[Directions]
Repeat every line below exactly as it reads.

start Material

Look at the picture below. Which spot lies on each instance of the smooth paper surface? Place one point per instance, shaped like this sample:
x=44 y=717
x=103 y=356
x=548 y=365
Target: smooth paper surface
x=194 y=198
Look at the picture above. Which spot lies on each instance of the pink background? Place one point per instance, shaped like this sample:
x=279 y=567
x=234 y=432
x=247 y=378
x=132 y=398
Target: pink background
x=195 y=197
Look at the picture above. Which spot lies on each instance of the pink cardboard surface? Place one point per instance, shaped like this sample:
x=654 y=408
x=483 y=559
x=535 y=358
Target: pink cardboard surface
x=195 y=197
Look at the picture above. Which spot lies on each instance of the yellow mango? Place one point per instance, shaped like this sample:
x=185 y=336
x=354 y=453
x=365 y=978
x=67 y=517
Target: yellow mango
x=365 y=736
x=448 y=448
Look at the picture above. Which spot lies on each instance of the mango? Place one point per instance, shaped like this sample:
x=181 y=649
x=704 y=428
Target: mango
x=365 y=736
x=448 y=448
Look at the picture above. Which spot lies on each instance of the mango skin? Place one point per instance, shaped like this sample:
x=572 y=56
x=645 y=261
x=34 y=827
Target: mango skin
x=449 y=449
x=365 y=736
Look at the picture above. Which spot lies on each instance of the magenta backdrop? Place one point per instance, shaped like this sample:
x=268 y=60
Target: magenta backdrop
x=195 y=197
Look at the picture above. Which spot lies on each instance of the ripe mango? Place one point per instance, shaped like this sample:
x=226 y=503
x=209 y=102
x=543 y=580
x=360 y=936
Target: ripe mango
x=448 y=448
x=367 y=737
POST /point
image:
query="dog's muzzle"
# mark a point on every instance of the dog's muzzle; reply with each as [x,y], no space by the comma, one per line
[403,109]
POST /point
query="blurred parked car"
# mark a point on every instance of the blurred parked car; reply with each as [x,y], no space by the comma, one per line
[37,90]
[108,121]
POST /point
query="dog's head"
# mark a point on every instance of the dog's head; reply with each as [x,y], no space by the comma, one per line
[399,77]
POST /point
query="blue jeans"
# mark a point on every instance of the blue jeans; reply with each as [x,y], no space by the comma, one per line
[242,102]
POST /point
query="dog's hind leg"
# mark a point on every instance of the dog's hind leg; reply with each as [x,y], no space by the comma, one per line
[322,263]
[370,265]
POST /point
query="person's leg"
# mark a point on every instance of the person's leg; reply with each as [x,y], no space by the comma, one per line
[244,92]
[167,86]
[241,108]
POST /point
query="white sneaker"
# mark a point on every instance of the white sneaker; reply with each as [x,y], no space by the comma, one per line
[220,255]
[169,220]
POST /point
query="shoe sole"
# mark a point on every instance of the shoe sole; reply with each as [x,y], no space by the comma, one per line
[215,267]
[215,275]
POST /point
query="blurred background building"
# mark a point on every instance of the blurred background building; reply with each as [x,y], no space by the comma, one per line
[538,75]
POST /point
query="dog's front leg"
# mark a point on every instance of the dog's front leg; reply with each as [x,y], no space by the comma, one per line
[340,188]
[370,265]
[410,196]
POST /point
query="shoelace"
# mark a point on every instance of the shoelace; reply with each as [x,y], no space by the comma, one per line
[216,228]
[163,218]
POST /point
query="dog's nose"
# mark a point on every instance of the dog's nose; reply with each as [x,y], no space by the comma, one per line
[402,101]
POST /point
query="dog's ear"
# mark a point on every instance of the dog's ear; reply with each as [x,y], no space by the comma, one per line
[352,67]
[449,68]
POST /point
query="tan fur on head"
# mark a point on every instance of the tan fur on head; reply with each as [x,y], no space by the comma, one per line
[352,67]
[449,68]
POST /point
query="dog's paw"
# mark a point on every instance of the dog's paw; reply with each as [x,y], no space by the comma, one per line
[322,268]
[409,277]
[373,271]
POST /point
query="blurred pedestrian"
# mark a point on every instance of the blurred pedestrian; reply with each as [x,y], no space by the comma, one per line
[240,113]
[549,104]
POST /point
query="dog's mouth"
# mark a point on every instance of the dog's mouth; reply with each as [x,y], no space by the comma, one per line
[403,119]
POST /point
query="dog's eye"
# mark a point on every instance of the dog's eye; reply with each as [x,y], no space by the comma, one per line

end Material

[Solution to this exercise]
Look at the picture below. Which spot lies on each instance of the smooth paper surface? Place one point per instance, shaped like this sample:
x=44 y=717
x=103 y=356
x=548 y=365
Target: smooth paper surface
x=194 y=198
Look at the picture above. Which spot lies on each instance of the pink background? Place one point per instance, shaped like this sample:
x=279 y=567
x=234 y=432
x=247 y=378
x=132 y=398
Target: pink background
x=195 y=197
Look at the picture above. Which spot lies on each instance of the pink cardboard surface? Place one point per instance, shaped like this sample:
x=654 y=408
x=483 y=559
x=535 y=358
Target: pink cardboard surface
x=195 y=197
Look at the picture above. Which spot lies on each instance of the yellow mango? Place one point per instance, shaped like this sample:
x=185 y=336
x=354 y=453
x=365 y=978
x=67 y=517
Target: yellow mango
x=365 y=736
x=448 y=448
Look at the picture above. Which spot lies on each instance of the mango? Place one point per instance, shaped like this sample:
x=181 y=649
x=704 y=428
Target: mango
x=365 y=736
x=448 y=448
Look at the picture above. Which spot lies on each instance of the mango skin? Place one point per instance, shaped like this sample:
x=572 y=56
x=645 y=261
x=34 y=827
Target: mango skin
x=449 y=449
x=365 y=736
Look at the picture above. Which spot lies on each instance of the magenta backdrop? Place one point per instance, shaped like this sample:
x=268 y=60
Target: magenta backdrop
x=195 y=197
Look at the picture above. Which spot lies on each instance of the ripe mango? Place one point per instance, shaped like this sample:
x=226 y=503
x=209 y=102
x=543 y=580
x=360 y=936
Target: ripe mango
x=448 y=448
x=367 y=737
POST /point
image:
query="dog's muzzle"
# mark a point on every instance of the dog's muzzle; reply with each as [x,y], no space by the comma, one per line
[403,109]
POST /point
query="blurred parked car"
# mark a point on every instance of the blurred parked car; reply with each as [x,y], no space by the comma, one per line
[37,90]
[108,121]
POST /point
query="dog's head"
# mark a point on every instance of the dog's head; reply with each as [x,y], no space by the comma, one per line
[399,77]
POST /point
query="blue jeans"
# mark a point on every instance of the blue jeans; reply with each as [x,y], no space by the comma, one per line
[242,102]
POST /point
query="dog's hind leg"
# mark a point on every instance of the dog's hind leg; reply with each as [x,y], no space by the comma, one per line
[322,263]
[370,265]
POST /point
query="person's leg"
# mark a point on every instance of the person's leg; reply with each as [x,y], no space by the comma, one per line
[244,92]
[167,86]
[241,108]
POST /point
query="white sneaker"
# mark a point on every instance of the white sneaker; reply with each as [x,y], no space by the comma, one per line
[220,255]
[169,220]
POST /point
query="shoe sole"
# mark a point on every instance of the shoe sole; reply with each as [x,y], no space by the comma, one per line
[215,267]
[215,275]
POST /point
query="blurred background building"
# mark a point on every instance of the blurred background building; reply with each as [x,y], no space by the comma, one per line
[538,75]
POST /point
query="dog's front leg"
# mark a point on every instance of the dog's front leg; reply with each as [x,y], no space by the comma, one per line
[340,188]
[370,265]
[410,196]
POST /point
query="shoelace"
# mark a point on every instance of the shoelace; reply with each as [x,y], no space by the comma, one per line
[216,228]
[163,218]
POST /point
query="dog's nose"
# mark a point on every instance of the dog's nose; reply with each as [x,y], no space by the comma, one per line
[402,101]
POST /point
query="dog's ear"
# mark a point on every instance of the dog's ear; reply with each as [x,y], no space by the comma, one per line
[352,67]
[449,68]
POST /point
query="tan fur on head"
# mark a point on every instance of the tan fur on head; reply with each as [x,y], no space by the comma, one per line
[352,67]
[449,68]
POST /point
query="dog's paw"
# mark a point on every instance of the dog's paw; reply with each as [x,y], no space by the comma, one per line
[322,268]
[409,277]
[373,271]
POST /point
query="blurred pedestrian"
# mark a point on every instance of the blurred pedestrian; reply with each as [x,y], no space by the comma, one per line
[240,113]
[549,104]
POST /point
query="dog's mouth"
# mark a point on every instance of the dog's mouth; reply with each as [x,y], no space by the comma, one per line
[403,119]
POST /point
query="dog's eye"
# mark a point on every instance of the dog's eye; reply with each as [x,y], no space by the comma, one per line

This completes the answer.